Exercise tasks:
(a) Reproduce the passage of the optimism bias text between "The extent of" and "and optimist's delusion.", inclusive.
(b) Summarize the text on optimism bias in two sentences.
(c) In the optimism bias text, which brain region is suggested to play a crucial part in maintaining the bias?

START Selected text

= Optimism bias =

Type of cognitive bias

Optimism bias is the tendency of an individual to overestimate the likelihood of positive events and underestimate that of negative events.

A cognitive bias, the optimistic bias is common across cultures, genders, ethnicities, nationalities, and age groups. It has implications to individual and group decision making, public health, policy, economics, and law.

The extent of optimism bias depends on a person's overall mood, their desired end state, the information they have about themselves and others, and their cognitive mechanisms. Generally, the optimism bias is stronger for underestimating negative events than overestimating positive events.

It is also known as unrealistic optimism, comparative optimism, and optimist's delusion.

== Operationalisation, methodology, and theory ==
Optimism bias is typically measured through two determinants of risk: absolute risk, where individuals are asked to estimate their likelihood of experiencing a negative event, and comparative risk, where individuals are asked to estimate the likelihood of experiencing a negative event compared to others of the same age and sex. Problems can occur when trying to measure absolute risk, because it is difficult to determine the actual risk statistic for a person and compare it against their personal estimate.

Direct comparisons ask whether an individual's own risk of experiencing an event is less than, greater than, or equal to someone else's risk. Indirect comparisons ask individuals to provide separate estimates of their own risk and that of others in experiencing the same event.

After obtaining scores, researchers use the information to determine if there is a difference in the average risk estimate of the individual compared to the average risk estimate of their peers. Generally, in negative events, the mean risk of an individual appears lower than the risk estimate of others. This is then used to demonstrate the bias' effect.

Optimistic bias can only be defined and measured at a group level, because at an individual level the positive assessment could be true. Likewise, difficulties can arise in measurement procedures, as it is difficult to determine when someone is being optimistic, realistic, or pessimistic. Research suggests that the bias comes from an overestimate of group risks rather than underestimating one's own risk.

=== Valence effects ===
The valence effect refers to the influence of positive or negative framing on unrealistic optimism. Since 2003, Ron S. Gold and colleagues have studied this phenomenon by presenting the same event in different ways. For example, some participants receive information about conditions that promote a health-related event, such as developing heart disease, and are asked to rate the likelihood of experiencing it. Others receive matched information about conditions that prevent the same event and are asked to rate the likelihood of avoiding it. Their findings consistently show that unrealistic optimism is greater when events are framed with negative valence than with positive valence.

=== Neuroscience ===
Functional neuroimaging suggests a key role for the rostral Anterior Cingulate Cortex (ACC) in modulating both emotional processing and autobiographical retrieval. It is part of brain network showing extensive correlation between rostral ACC and amygdala during imagining of future positive events and restricted correlation during imagining of future negative events. Based on these data, it is suggested that the rostral ACC has a crucial part to play in creating positive images of the future and ultimately, in ensuring and maintaining the optimism bias.

It has also been reported in other animals, such as rats and birds.

END Selected text
START Dataset extract

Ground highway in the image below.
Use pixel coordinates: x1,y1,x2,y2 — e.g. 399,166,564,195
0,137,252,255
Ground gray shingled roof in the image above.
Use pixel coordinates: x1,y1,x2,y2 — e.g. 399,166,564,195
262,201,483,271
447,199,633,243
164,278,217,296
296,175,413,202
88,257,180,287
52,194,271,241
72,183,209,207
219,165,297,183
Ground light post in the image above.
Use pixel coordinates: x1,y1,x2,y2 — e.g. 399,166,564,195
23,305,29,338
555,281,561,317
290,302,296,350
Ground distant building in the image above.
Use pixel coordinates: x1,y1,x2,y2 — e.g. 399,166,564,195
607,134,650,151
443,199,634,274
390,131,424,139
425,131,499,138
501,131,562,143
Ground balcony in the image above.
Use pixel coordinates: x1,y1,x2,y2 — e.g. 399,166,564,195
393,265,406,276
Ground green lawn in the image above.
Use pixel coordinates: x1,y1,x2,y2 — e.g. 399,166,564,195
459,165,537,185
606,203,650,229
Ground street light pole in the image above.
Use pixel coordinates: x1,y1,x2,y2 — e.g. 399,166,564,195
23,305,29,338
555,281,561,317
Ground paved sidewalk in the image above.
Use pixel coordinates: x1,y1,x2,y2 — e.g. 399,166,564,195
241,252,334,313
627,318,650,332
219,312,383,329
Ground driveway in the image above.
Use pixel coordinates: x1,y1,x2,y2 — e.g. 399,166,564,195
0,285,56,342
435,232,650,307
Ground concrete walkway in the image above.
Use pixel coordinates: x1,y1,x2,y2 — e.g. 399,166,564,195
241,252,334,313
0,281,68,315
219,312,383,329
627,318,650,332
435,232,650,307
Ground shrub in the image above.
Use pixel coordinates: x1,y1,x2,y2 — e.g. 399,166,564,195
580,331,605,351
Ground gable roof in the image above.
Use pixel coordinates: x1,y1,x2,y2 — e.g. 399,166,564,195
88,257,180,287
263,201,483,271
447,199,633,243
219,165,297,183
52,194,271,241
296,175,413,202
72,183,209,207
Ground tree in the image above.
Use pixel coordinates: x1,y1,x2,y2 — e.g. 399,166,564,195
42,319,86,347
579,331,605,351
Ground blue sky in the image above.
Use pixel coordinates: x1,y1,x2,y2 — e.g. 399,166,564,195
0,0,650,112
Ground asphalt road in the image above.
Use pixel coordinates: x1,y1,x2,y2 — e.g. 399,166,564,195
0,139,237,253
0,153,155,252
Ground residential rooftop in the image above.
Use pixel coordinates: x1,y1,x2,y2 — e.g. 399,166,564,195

END Dataset extract

Answers to the exercise:
(a)
The extent of optimism bias depends on a person's overall mood, their desired end state, the information they have about themselves and others, and their cognitive mechanisms. Generally, the optimism bias is stronger for underestimating negative events than overestimating positive events.

It is also known as unrealistic optimism, comparative optimism, and optimist's delusion.

(b) Optimism bias is the tendency to overestimate the likelihood of positive events and underestimate that of negative ones, and it is common across cultures, genders, ethnicities, nationalities, and age groups. It is typically measured through absolute and comparative risk, and it is generally stronger for underestimating negative events than for overestimating positive ones.

(c) The rostral Anterior Cingulate Cortex (ACC).